### [Task to complete]
From the line containing "task: outline the blurred background" through the last line of the entries below, repeat each line word for word and leave out the rest.

─── Data entries ───

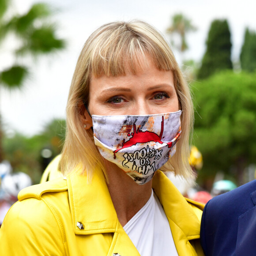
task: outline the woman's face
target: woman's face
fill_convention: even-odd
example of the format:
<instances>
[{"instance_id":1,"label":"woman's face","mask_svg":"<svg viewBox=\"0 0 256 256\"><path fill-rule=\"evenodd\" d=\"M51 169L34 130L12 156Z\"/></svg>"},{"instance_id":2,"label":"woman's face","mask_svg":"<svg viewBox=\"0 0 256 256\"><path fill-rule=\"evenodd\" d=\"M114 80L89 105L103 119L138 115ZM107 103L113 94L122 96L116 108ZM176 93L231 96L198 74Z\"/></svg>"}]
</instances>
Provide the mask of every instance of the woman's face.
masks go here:
<instances>
[{"instance_id":1,"label":"woman's face","mask_svg":"<svg viewBox=\"0 0 256 256\"><path fill-rule=\"evenodd\" d=\"M89 109L91 115L148 115L179 110L171 71L144 65L135 75L92 76Z\"/></svg>"}]
</instances>

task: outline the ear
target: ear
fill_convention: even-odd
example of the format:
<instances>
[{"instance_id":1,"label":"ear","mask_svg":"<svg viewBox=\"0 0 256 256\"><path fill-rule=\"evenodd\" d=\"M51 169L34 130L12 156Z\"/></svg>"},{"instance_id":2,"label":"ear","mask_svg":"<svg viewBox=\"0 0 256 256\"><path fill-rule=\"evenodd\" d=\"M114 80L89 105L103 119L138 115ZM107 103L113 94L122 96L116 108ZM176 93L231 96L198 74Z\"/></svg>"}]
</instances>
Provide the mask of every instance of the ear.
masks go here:
<instances>
[{"instance_id":1,"label":"ear","mask_svg":"<svg viewBox=\"0 0 256 256\"><path fill-rule=\"evenodd\" d=\"M83 103L78 105L78 109L80 110L80 118L83 125L86 125L84 127L86 130L90 129L92 127L92 119L89 114L87 109Z\"/></svg>"}]
</instances>

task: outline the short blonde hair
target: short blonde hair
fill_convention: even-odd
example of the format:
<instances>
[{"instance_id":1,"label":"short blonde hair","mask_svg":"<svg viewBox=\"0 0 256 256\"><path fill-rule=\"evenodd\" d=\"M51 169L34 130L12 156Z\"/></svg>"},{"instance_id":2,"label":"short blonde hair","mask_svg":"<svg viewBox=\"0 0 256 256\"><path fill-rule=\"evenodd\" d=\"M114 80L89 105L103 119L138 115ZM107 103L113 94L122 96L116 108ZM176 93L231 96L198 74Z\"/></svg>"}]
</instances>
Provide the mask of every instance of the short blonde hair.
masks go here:
<instances>
[{"instance_id":1,"label":"short blonde hair","mask_svg":"<svg viewBox=\"0 0 256 256\"><path fill-rule=\"evenodd\" d=\"M93 139L91 129L85 131L81 119L81 106L88 105L90 79L122 76L129 67L136 73L141 56L159 70L173 72L181 116L182 133L174 155L161 169L173 170L187 178L192 175L188 158L189 138L192 127L192 103L188 86L173 54L161 34L149 24L139 20L117 22L102 26L89 37L79 57L67 105L67 132L60 166L67 173L77 169L90 178L95 170L102 169L106 177L102 158ZM147 57L148 58L148 57Z\"/></svg>"}]
</instances>

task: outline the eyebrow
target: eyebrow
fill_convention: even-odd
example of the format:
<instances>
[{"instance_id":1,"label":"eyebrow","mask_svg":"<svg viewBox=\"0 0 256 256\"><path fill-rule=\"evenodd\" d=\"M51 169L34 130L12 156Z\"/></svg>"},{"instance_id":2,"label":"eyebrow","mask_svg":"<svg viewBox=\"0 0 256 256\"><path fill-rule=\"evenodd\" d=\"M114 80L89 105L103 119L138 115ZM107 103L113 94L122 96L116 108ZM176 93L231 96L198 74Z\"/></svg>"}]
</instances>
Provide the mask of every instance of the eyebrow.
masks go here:
<instances>
[{"instance_id":1,"label":"eyebrow","mask_svg":"<svg viewBox=\"0 0 256 256\"><path fill-rule=\"evenodd\" d=\"M163 87L168 86L169 87L173 87L172 85L169 84L168 83L162 83L161 84L158 84L158 85L155 85L154 86L152 86L147 88L147 90L155 90L157 89L162 89Z\"/></svg>"},{"instance_id":2,"label":"eyebrow","mask_svg":"<svg viewBox=\"0 0 256 256\"><path fill-rule=\"evenodd\" d=\"M171 85L169 84L168 83L163 83L158 85L155 85L154 86L152 86L148 88L147 90L155 90L157 89L162 88L163 87L168 86L172 87ZM112 87L111 88L108 88L103 90L104 91L131 91L131 89L129 88L126 87Z\"/></svg>"},{"instance_id":3,"label":"eyebrow","mask_svg":"<svg viewBox=\"0 0 256 256\"><path fill-rule=\"evenodd\" d=\"M112 87L105 89L103 91L131 91L131 89L126 87Z\"/></svg>"}]
</instances>

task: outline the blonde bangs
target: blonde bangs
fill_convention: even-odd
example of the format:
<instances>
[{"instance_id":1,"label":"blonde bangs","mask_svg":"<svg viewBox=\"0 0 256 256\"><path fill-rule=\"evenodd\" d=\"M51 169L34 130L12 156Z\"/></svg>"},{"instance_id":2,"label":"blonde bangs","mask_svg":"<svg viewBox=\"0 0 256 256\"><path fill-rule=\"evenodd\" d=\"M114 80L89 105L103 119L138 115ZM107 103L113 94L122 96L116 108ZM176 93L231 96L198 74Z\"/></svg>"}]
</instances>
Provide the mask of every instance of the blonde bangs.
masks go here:
<instances>
[{"instance_id":1,"label":"blonde bangs","mask_svg":"<svg viewBox=\"0 0 256 256\"><path fill-rule=\"evenodd\" d=\"M173 56L167 50L169 46L163 38L160 40L156 37L150 27L147 28L146 34L145 30L140 31L140 28L134 27L132 23L112 26L115 25L111 33L103 31L97 38L91 53L91 75L96 77L125 75L128 68L136 74L149 60L160 70L174 69Z\"/></svg>"}]
</instances>

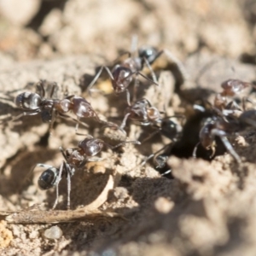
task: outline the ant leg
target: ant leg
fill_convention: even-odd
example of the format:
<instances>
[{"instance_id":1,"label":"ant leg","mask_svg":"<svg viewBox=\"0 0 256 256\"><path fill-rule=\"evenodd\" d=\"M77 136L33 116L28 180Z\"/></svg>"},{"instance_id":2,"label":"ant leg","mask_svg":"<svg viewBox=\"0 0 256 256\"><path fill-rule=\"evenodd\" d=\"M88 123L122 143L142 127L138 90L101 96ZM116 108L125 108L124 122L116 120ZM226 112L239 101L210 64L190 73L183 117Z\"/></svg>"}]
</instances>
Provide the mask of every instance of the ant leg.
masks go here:
<instances>
[{"instance_id":1,"label":"ant leg","mask_svg":"<svg viewBox=\"0 0 256 256\"><path fill-rule=\"evenodd\" d=\"M160 55L156 58L158 58L162 53L165 53L165 55L168 57L168 59L170 59L172 61L172 62L177 66L177 67L178 68L178 71L182 76L183 80L183 81L188 80L189 75L188 72L186 71L185 67L181 62L181 61L178 60L178 58L177 58L172 53L171 53L171 51L169 51L166 49L163 49L162 52L160 52Z\"/></svg>"},{"instance_id":2,"label":"ant leg","mask_svg":"<svg viewBox=\"0 0 256 256\"><path fill-rule=\"evenodd\" d=\"M67 161L67 154L63 149L62 147L59 147L59 150L61 151L61 153L62 154L62 156L64 157L64 159L66 160L66 161Z\"/></svg>"},{"instance_id":3,"label":"ant leg","mask_svg":"<svg viewBox=\"0 0 256 256\"><path fill-rule=\"evenodd\" d=\"M128 117L129 117L130 114L131 114L130 113L127 113L125 115L125 118L124 118L124 119L123 119L123 121L122 121L122 124L121 124L121 125L119 126L119 129L120 129L121 131L124 131L124 128L125 128L125 125L126 125L127 119L128 119ZM125 133L126 133L126 132L125 132Z\"/></svg>"},{"instance_id":4,"label":"ant leg","mask_svg":"<svg viewBox=\"0 0 256 256\"><path fill-rule=\"evenodd\" d=\"M87 124L79 121L78 119L73 119L73 117L71 117L71 116L69 116L67 114L64 114L64 113L59 113L59 116L61 117L61 118L63 118L63 119L70 119L73 120L76 123L79 123L79 125L82 125L83 126L84 126L86 128L89 127Z\"/></svg>"},{"instance_id":5,"label":"ant leg","mask_svg":"<svg viewBox=\"0 0 256 256\"><path fill-rule=\"evenodd\" d=\"M137 99L137 87L139 84L139 80L138 80L138 74L136 74L135 79L134 79L134 84L133 84L133 96L132 96L132 102L134 102ZM126 90L128 91L128 90L126 89ZM129 104L129 106L131 106L131 103Z\"/></svg>"},{"instance_id":6,"label":"ant leg","mask_svg":"<svg viewBox=\"0 0 256 256\"><path fill-rule=\"evenodd\" d=\"M96 80L99 79L100 75L102 74L102 71L103 71L103 68L105 68L105 70L108 72L110 79L112 80L113 80L113 74L111 73L111 71L109 70L109 68L106 66L102 66L99 72L96 73L96 75L95 76L95 78L93 79L93 80L90 83L90 84L88 85L88 88L87 88L87 91L89 91L89 95L90 95L90 88L95 84L95 83L96 82Z\"/></svg>"},{"instance_id":7,"label":"ant leg","mask_svg":"<svg viewBox=\"0 0 256 256\"><path fill-rule=\"evenodd\" d=\"M114 149L114 148L119 148L119 147L120 147L122 145L125 145L126 143L132 143L132 144L137 144L137 145L141 144L141 143L139 141L126 141L126 142L120 143L119 143L117 145L114 145L114 146L111 146L111 145L106 143L104 143L104 145L106 147L108 147L108 148L110 148L110 149Z\"/></svg>"},{"instance_id":8,"label":"ant leg","mask_svg":"<svg viewBox=\"0 0 256 256\"><path fill-rule=\"evenodd\" d=\"M129 92L128 89L125 89L125 92L126 92L127 104L128 104L128 106L131 106L131 96L130 96L130 92ZM134 95L133 95L133 97L134 97Z\"/></svg>"},{"instance_id":9,"label":"ant leg","mask_svg":"<svg viewBox=\"0 0 256 256\"><path fill-rule=\"evenodd\" d=\"M223 142L224 145L225 146L227 151L234 157L237 163L241 163L241 158L235 151L234 148L232 147L231 143L226 137L226 133L223 131L218 129L212 129L211 133L212 135L218 136L221 141Z\"/></svg>"},{"instance_id":10,"label":"ant leg","mask_svg":"<svg viewBox=\"0 0 256 256\"><path fill-rule=\"evenodd\" d=\"M157 81L157 79L156 79L156 75L155 75L155 73L154 73L154 70L153 70L153 68L152 68L152 67L151 67L149 61L148 61L148 59L145 58L145 57L143 57L143 61L145 61L145 63L146 63L148 68L149 71L150 71L151 76L152 76L152 78L153 78L153 81L154 81L155 84L158 84L158 81Z\"/></svg>"},{"instance_id":11,"label":"ant leg","mask_svg":"<svg viewBox=\"0 0 256 256\"><path fill-rule=\"evenodd\" d=\"M70 209L70 191L71 191L71 175L70 172L67 172L67 210Z\"/></svg>"},{"instance_id":12,"label":"ant leg","mask_svg":"<svg viewBox=\"0 0 256 256\"><path fill-rule=\"evenodd\" d=\"M160 153L161 151L165 150L166 148L170 147L170 144L167 144L166 146L164 146L163 148L160 148L159 150L157 150L156 152L151 154L150 155L148 155L142 163L141 166L145 166L146 163L152 158L154 158L156 154L158 154L159 153Z\"/></svg>"},{"instance_id":13,"label":"ant leg","mask_svg":"<svg viewBox=\"0 0 256 256\"><path fill-rule=\"evenodd\" d=\"M42 90L42 93L41 92L39 93L39 95L41 96L42 98L44 98L44 96L45 96L45 90L43 85L44 83L45 83L45 80L41 79L36 85L36 86L38 86L38 88L39 87Z\"/></svg>"},{"instance_id":14,"label":"ant leg","mask_svg":"<svg viewBox=\"0 0 256 256\"><path fill-rule=\"evenodd\" d=\"M26 116L26 115L36 115L38 114L39 112L23 112L22 113L12 118L9 121L8 121L8 123L12 123L19 119L20 119L23 116Z\"/></svg>"},{"instance_id":15,"label":"ant leg","mask_svg":"<svg viewBox=\"0 0 256 256\"><path fill-rule=\"evenodd\" d=\"M129 50L125 50L122 52L116 59L113 60L113 63L118 63L120 61L120 58L125 55L128 55L128 58L131 58L131 52Z\"/></svg>"},{"instance_id":16,"label":"ant leg","mask_svg":"<svg viewBox=\"0 0 256 256\"><path fill-rule=\"evenodd\" d=\"M194 148L193 154L192 154L193 158L196 158L196 151L197 151L197 148L200 143L201 143L201 142L199 142Z\"/></svg>"},{"instance_id":17,"label":"ant leg","mask_svg":"<svg viewBox=\"0 0 256 256\"><path fill-rule=\"evenodd\" d=\"M52 207L52 210L54 210L55 208L55 207L57 206L58 201L59 201L59 183L61 180L63 167L64 167L64 161L62 161L62 163L61 163L61 166L60 167L60 172L58 173L58 177L57 177L57 179L56 179L56 199L55 199L55 203Z\"/></svg>"},{"instance_id":18,"label":"ant leg","mask_svg":"<svg viewBox=\"0 0 256 256\"><path fill-rule=\"evenodd\" d=\"M131 55L134 55L137 50L137 34L133 34L131 37ZM131 55L129 57L131 57Z\"/></svg>"},{"instance_id":19,"label":"ant leg","mask_svg":"<svg viewBox=\"0 0 256 256\"><path fill-rule=\"evenodd\" d=\"M53 84L53 86L52 86L52 89L51 89L51 90L50 90L50 94L49 94L49 97L50 97L50 98L53 97L54 93L55 93L55 91L56 89L58 89L58 85L57 85L57 84L55 82L54 84Z\"/></svg>"},{"instance_id":20,"label":"ant leg","mask_svg":"<svg viewBox=\"0 0 256 256\"><path fill-rule=\"evenodd\" d=\"M149 136L148 136L146 138L144 138L144 139L142 141L142 143L144 143L145 142L148 141L148 140L151 139L154 136L155 136L156 134L158 134L160 131L160 130L154 131L154 132L152 132L151 134L149 134Z\"/></svg>"},{"instance_id":21,"label":"ant leg","mask_svg":"<svg viewBox=\"0 0 256 256\"><path fill-rule=\"evenodd\" d=\"M134 72L134 73L132 73L131 75L133 75L133 74L138 74L138 75L142 76L143 78L144 78L146 80L148 80L148 81L151 82L152 84L154 84L159 86L159 84L158 84L157 82L155 83L154 80L148 79L147 76L143 75L143 74L142 73L140 73L139 71Z\"/></svg>"},{"instance_id":22,"label":"ant leg","mask_svg":"<svg viewBox=\"0 0 256 256\"><path fill-rule=\"evenodd\" d=\"M91 157L91 158L89 158L87 160L87 161L89 161L89 162L100 162L103 160L104 160L104 158L102 158L102 157Z\"/></svg>"}]
</instances>

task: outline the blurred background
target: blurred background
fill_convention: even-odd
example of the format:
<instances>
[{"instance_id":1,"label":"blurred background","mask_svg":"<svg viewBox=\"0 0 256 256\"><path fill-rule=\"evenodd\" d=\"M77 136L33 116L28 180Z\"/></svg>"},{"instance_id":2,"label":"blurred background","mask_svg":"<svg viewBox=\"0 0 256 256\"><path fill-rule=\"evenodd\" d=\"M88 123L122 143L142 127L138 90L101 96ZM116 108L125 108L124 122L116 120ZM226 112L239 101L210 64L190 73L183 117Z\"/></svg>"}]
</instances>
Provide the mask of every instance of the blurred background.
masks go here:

───

### [Result of this task]
task: outline the blurred background
target: blurred background
fill_convention: even-odd
example of the format:
<instances>
[{"instance_id":1,"label":"blurred background","mask_svg":"<svg viewBox=\"0 0 256 256\"><path fill-rule=\"evenodd\" d=\"M77 136L33 116L28 180Z\"/></svg>"},{"instance_id":2,"label":"blurred background","mask_svg":"<svg viewBox=\"0 0 256 256\"><path fill-rule=\"evenodd\" d=\"M88 123L122 143L142 127L138 90L101 96ZM116 108L125 108L124 122L116 120ZM226 112L239 101L210 64L190 73L183 117Z\"/></svg>"}]
</instances>
Provide the mask of every instance of the blurred background.
masks go here:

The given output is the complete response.